## GIVEN INSTRUCTION A
In the piece on the All-Star Game rule below, rewrite the paragraph beginning "Only one World Series has gone 7 games" more briefly, keeping its main facts.
## GIVEN INSTRUCTION B
Reproduce without changes the stretch of the piece on the All-Star Game rule below from "The All-Star Game was" through "(96-66) in the World Series.".
— begin EXCERPT TO READ —
It was the 2002 All-Star Game that screwed everything up.
The game lasted 11 innings, and ended in a 7-7 tie. The crowd was restless. The players were used up. TVs had been turned off and the nation went to bed. That’s when Bud Selig, the MLB Commissioner, decided it could never happen again.
In 2003 the MLB unveiled the “This Time It Counts” campaign that declared that whichever league – American or National – won the All-Star Game, the champ from that league would win home field advantage in the World Series.
And while I understand that no one wants the MLB ASG to fade into irrelevance like the NFL Pro Bowl, it’s an absolutely bogus idea. It has been from Year 1.
The All-Star Game was and is meaningful. But it should never “count” for anything.
Only one World Series has gone 7 games since the 2003 rule change, and that was in 2011: Rangers vs. Cardinals. STL was the Wild Card that year. They stormed back from 10.5 games back on August 25, to clenching the Wild Card spot on the final day of the season with a record of 90-72.
They proceeded to beat the Philadelphia Phillies (102-60) in the NLDS, the Milwaukee Brewers (96-66) in the NLCS, before facing the Texas Rangers (96-66) in the World Series.
That year, in the All-Star Game at Chase Field in Arizona, the Brewers’ Prince Fielder hit 3-run home run in the 4th inning en route to being crowned the Most Valuable Player and claiming home-field advantage for the National League.
And from Cardinal fans everywhere: Thanks, Prince.
Because when the World Series ended up going 7 games, it was the 90-72, Wild Card Cardinals who hosted the final two games at home instead of the 96-66 AL West Champion Rangers. Which led to the Cardinals being down to their last strike twice in Game 6 before David Freese played the hero with a walk off HR in what I believe was the greatest World Series game in history. (My apologies to fans of the 91 Twins, 86 Mets, 01 Diamondbacks and 60 Pirates.)
Then they took Game 7 to celebrate in front of their own fans at Busch Stadium.
— end EXCERPT TO READ —
— begin INFORMATION GIVEN —
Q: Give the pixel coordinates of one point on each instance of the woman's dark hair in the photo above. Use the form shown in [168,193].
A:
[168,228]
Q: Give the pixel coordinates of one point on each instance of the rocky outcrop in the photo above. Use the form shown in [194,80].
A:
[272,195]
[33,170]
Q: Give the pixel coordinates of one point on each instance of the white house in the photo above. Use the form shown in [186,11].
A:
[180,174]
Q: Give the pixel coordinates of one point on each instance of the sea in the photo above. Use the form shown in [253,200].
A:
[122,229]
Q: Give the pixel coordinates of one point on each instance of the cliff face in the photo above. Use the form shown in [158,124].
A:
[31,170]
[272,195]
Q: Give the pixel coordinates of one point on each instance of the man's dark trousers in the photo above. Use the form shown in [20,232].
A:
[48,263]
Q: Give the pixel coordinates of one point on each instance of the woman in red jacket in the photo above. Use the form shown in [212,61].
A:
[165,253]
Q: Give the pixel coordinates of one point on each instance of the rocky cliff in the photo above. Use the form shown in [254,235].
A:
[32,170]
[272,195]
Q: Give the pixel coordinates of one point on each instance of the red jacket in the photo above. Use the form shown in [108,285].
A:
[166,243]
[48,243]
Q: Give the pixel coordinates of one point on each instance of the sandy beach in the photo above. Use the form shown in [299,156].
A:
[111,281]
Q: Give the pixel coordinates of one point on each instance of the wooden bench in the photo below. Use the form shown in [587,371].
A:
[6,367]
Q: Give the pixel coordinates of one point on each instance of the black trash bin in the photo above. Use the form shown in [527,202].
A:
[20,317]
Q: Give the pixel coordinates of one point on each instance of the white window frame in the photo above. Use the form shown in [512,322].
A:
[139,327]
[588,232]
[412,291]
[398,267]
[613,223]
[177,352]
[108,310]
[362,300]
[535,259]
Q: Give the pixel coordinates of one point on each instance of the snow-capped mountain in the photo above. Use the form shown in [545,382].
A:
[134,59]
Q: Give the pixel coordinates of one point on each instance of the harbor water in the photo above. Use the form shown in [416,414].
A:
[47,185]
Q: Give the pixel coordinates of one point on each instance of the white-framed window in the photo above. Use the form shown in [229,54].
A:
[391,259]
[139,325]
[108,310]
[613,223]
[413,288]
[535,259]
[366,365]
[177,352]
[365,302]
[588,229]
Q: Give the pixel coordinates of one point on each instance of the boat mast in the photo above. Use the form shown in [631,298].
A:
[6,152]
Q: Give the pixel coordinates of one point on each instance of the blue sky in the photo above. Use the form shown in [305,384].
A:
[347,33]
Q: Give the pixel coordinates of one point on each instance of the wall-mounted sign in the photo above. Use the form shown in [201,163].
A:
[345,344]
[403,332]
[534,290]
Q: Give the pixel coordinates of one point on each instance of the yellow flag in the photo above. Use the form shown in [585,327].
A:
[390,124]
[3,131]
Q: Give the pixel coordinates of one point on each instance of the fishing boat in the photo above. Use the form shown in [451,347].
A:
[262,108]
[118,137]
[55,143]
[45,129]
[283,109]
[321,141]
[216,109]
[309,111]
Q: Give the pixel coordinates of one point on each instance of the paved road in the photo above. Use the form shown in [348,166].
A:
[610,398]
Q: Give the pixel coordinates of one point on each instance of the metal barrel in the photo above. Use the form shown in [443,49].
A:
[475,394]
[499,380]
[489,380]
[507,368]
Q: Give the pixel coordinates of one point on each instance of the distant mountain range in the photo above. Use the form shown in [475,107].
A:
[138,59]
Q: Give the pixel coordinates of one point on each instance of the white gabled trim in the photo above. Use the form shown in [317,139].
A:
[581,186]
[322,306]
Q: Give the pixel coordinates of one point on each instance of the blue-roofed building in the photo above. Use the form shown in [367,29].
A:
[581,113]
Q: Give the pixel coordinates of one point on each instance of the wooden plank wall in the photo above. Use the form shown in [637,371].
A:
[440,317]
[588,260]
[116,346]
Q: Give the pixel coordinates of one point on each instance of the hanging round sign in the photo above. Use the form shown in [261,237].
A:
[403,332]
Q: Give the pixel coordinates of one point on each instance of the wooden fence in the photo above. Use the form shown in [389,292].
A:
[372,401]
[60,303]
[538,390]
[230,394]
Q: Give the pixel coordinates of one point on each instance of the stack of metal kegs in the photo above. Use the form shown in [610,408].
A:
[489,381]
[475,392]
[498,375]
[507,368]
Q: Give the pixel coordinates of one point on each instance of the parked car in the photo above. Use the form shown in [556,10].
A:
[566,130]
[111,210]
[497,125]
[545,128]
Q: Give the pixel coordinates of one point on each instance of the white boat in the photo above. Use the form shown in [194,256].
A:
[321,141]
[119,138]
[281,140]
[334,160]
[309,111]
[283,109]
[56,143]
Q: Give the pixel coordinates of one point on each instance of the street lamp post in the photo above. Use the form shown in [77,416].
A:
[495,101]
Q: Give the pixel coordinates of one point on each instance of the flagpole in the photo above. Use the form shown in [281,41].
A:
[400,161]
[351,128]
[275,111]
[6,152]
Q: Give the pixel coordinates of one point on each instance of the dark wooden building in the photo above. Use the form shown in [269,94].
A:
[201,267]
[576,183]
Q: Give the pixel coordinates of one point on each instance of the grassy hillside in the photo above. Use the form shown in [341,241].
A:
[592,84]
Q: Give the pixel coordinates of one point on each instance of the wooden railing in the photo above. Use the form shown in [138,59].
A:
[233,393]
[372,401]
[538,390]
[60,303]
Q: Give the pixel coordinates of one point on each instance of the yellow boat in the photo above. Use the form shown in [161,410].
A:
— end INFORMATION GIVEN —
## TASK RESULT A
Since the 2003 rule change, only the 2011 World Series, Rangers vs. Cardinals, has gone seven games. St. Louis was that year's Wild Card: 10.5 games back on August 25, it secured the Wild Card spot on the season's final day with a 90-72 record.

## TASK RESULT B
The All-Star Game was and is meaningful. But it should never “count” for anything.
Only one World Series has gone 7 games since the 2003 rule change, and that was in 2011: Rangers vs. Cardinals. STL was the Wild Card that year. They stormed back from 10.5 games back on August 25, to clenching the Wild Card spot on the final day of the season with a record of 90-72.
They proceeded to beat the Philadelphia Phillies (102-60) in the NLDS, the Milwaukee Brewers (96-66) in the NLCS, before facing the Texas Rangers (96-66) in the World Series.